Objectif visé 1:
Relevez chaque ligne des enregistrements où figure le mot « face » et recopiez-la en entier.

Extrait du texte:
┏━━

Mariages et veillées à la fin du XIXe siècle


 En 1969, c’était le début des magnétophones à cassettes. Les prêtres de la paroisse de Guiscriff enregistrèrent trois anciens de plus de 80 ans pour recueillir leur témoignage sur leur enfance. Des extraits furent publiés dans « Kleïer Ma bro », le bulletin paroissial sur le bourg, concernant l'église, la surélévation du clocher, l'école des garçons … 

Voici quelques extraits concernant  les mariages et les veillées.


On dansait au son des binious et bombardes… (Adolphe Pierre Leleu-1863- musée B.A Quimper)


Mariages

On se mariait en 1890 autant que maintenant. Mais les noces ne devaient pas ressembler à celles d'aujourd'hui. Alors racontez-moi comment cela se passait.
-La première noce à laquelle j'ai assisté c'est celle de Barthélémy Le Bec. J’avais 7 ou 8 ans.
-Moi c'est celle du père de Jean Bourhis à Kerandraon. J'avais 5 ou 6 ans je me rappelle encore celle de Louise Toulgoat, à Pellé.
-J'y étais aussi même qu'un étalon s'était détaché et qu'il avait fait une vie de tous les diables
-Comment commençait la journée ?

┗━━

Objectif visé 2:
Dans le texte sur les mariages et les veillées, traduisez en anglais la phrase « On se mariait en 1890 autant que maintenant. »

Données à traiter:

┏━━

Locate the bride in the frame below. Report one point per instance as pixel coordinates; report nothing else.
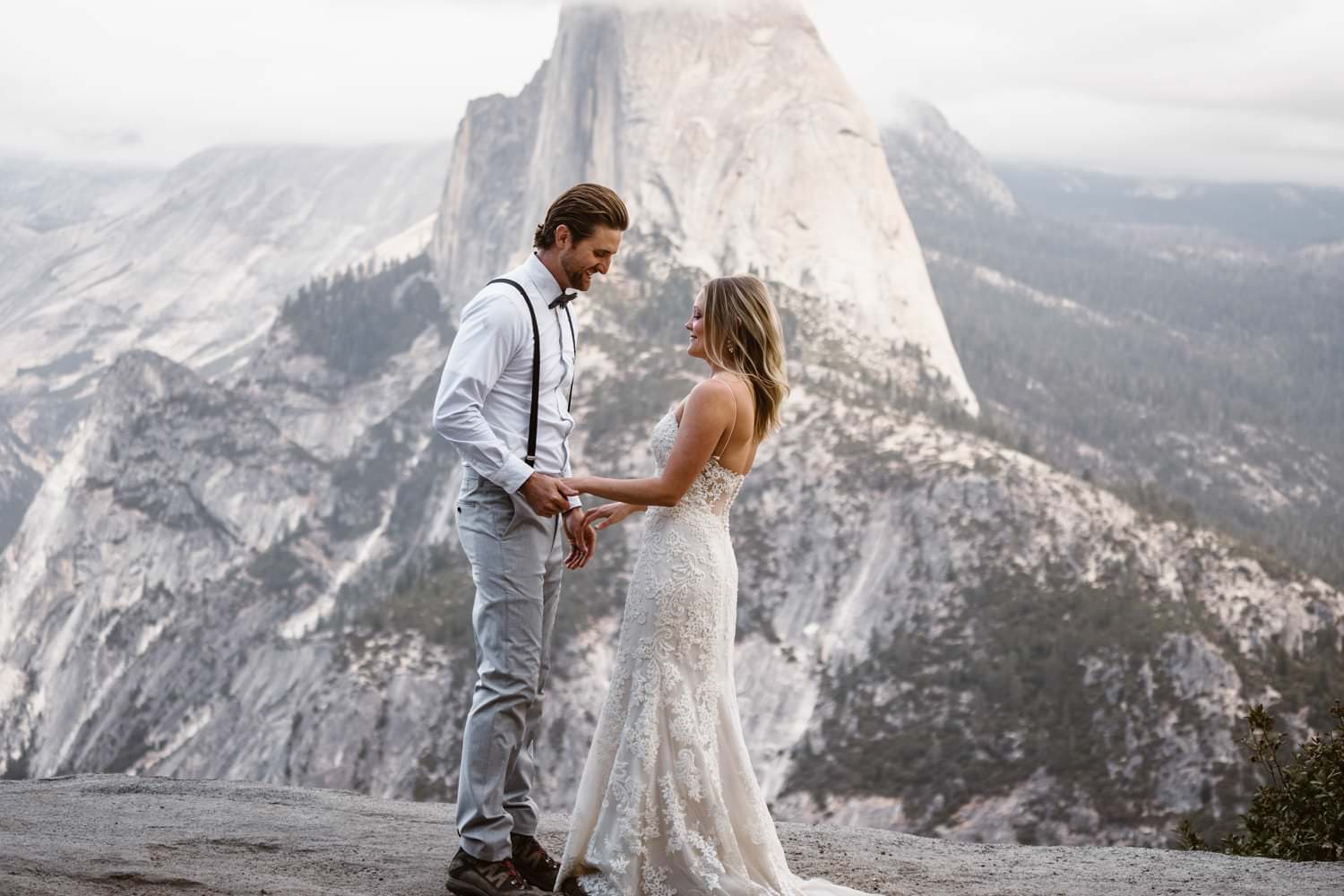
(668, 802)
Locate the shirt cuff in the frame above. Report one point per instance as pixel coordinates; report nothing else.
(513, 474)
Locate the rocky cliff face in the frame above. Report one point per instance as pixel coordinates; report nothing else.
(1121, 336)
(258, 576)
(687, 110)
(18, 482)
(190, 263)
(935, 633)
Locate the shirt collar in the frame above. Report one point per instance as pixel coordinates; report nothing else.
(542, 279)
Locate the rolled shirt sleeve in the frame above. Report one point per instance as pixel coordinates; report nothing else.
(491, 331)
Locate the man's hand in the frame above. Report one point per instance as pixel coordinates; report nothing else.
(546, 495)
(582, 538)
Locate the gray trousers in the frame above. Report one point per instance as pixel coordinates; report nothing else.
(516, 563)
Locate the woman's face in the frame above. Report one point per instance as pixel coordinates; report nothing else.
(696, 328)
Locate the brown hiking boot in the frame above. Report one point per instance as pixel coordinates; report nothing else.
(572, 887)
(534, 864)
(470, 876)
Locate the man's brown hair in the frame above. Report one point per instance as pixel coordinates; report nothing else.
(582, 209)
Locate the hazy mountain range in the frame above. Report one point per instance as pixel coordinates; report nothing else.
(241, 560)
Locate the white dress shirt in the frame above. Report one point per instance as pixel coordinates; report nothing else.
(486, 394)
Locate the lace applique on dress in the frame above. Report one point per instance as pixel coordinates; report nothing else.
(668, 804)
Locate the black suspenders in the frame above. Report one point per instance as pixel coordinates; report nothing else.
(537, 367)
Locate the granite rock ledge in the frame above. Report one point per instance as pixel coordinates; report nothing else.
(85, 834)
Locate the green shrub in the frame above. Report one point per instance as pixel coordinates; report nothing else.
(1298, 814)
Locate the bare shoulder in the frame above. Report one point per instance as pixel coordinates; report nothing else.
(711, 397)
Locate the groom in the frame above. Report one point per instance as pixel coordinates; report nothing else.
(504, 405)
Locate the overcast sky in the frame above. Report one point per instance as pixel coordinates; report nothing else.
(1247, 90)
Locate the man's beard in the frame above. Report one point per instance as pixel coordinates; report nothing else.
(574, 276)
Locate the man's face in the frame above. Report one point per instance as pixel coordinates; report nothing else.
(591, 255)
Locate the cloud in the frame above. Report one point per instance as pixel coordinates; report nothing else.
(1206, 88)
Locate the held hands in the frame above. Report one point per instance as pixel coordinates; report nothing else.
(546, 495)
(582, 538)
(609, 514)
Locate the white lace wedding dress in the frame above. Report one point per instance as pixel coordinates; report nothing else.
(668, 804)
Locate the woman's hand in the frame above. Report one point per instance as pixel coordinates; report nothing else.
(609, 514)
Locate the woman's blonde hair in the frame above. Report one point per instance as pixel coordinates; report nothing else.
(742, 333)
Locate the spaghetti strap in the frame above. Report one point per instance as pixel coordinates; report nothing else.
(728, 440)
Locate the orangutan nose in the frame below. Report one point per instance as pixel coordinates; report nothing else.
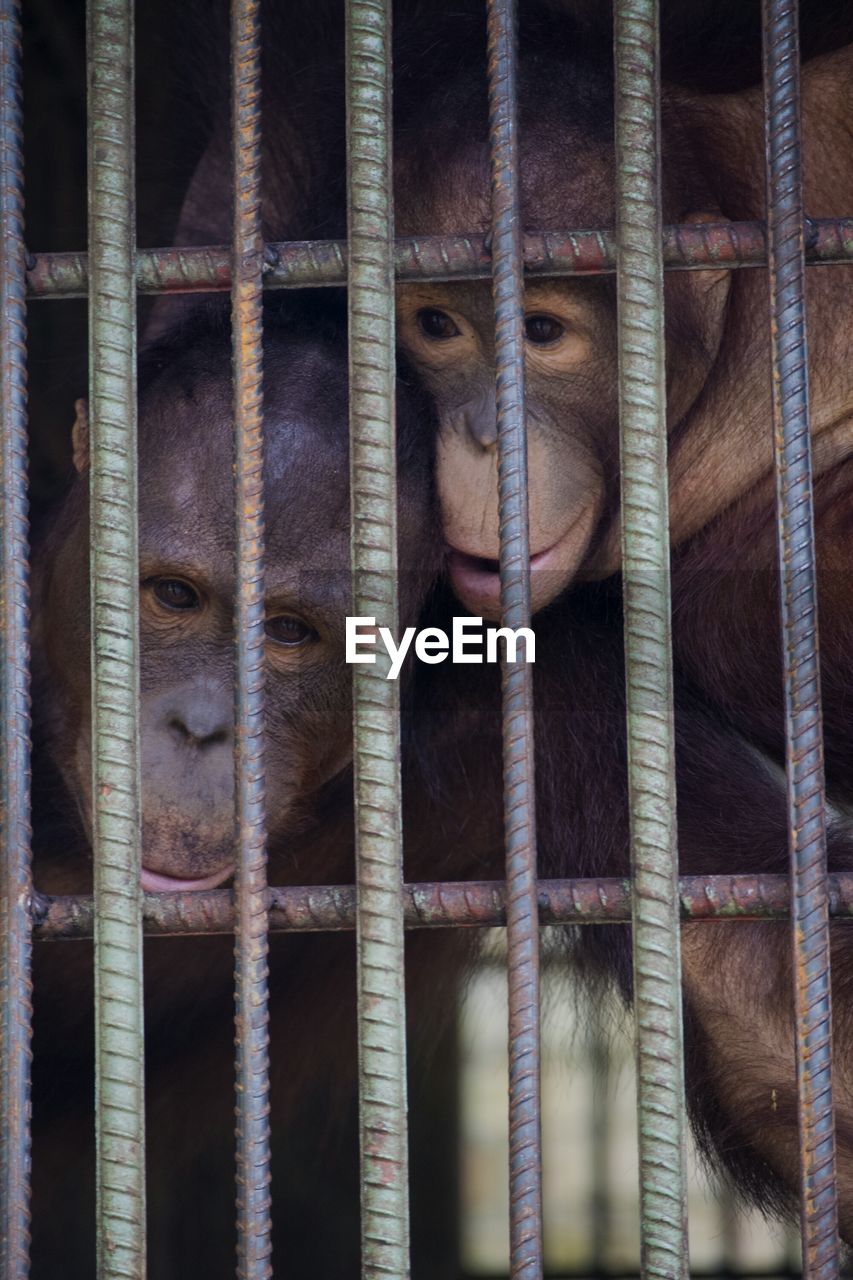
(199, 718)
(480, 424)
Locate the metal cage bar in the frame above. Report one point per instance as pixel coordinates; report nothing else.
(450, 904)
(314, 264)
(648, 659)
(519, 795)
(251, 944)
(798, 597)
(16, 919)
(373, 490)
(115, 658)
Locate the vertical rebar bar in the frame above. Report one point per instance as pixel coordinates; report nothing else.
(251, 944)
(648, 662)
(115, 661)
(519, 795)
(16, 887)
(798, 588)
(373, 472)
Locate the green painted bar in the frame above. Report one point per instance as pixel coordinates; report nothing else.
(115, 668)
(651, 746)
(379, 927)
(251, 915)
(16, 873)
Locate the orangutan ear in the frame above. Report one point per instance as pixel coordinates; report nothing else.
(80, 435)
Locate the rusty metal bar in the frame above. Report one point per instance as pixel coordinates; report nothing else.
(648, 658)
(308, 264)
(16, 877)
(471, 904)
(373, 488)
(251, 942)
(798, 595)
(115, 657)
(519, 785)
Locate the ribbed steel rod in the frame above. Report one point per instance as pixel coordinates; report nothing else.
(251, 944)
(16, 881)
(648, 661)
(798, 592)
(519, 785)
(466, 904)
(373, 475)
(309, 264)
(115, 658)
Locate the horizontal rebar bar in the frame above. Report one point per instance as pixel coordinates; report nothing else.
(300, 264)
(474, 904)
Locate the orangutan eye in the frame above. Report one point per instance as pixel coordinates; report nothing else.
(437, 324)
(290, 631)
(542, 330)
(174, 594)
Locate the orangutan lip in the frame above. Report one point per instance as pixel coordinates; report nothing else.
(480, 565)
(154, 882)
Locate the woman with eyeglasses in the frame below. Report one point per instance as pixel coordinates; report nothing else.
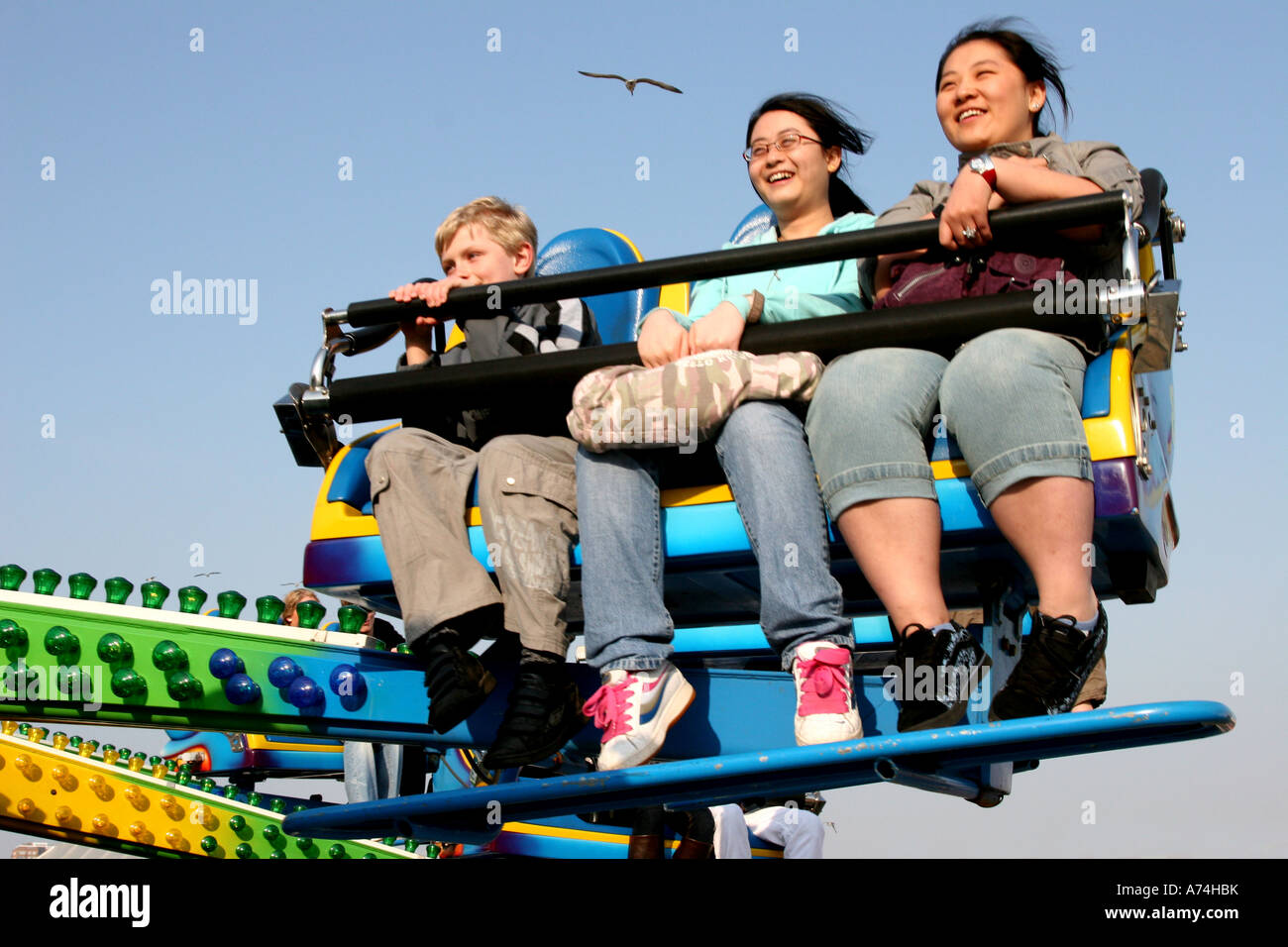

┗━━

Résultat 1:
Locate the rocky cliff face in the frame above. Report one point per instance as pixel coordinates; report nothing else.
Locate the woman's face in the frame above. Report one point per instance as pixel coordinates; report nothing else.
Locate the man's face in the frame above. Report one point per instance as pixel coordinates; report nothing else.

Résultat 2:
People got married in 1890 as much as they do now.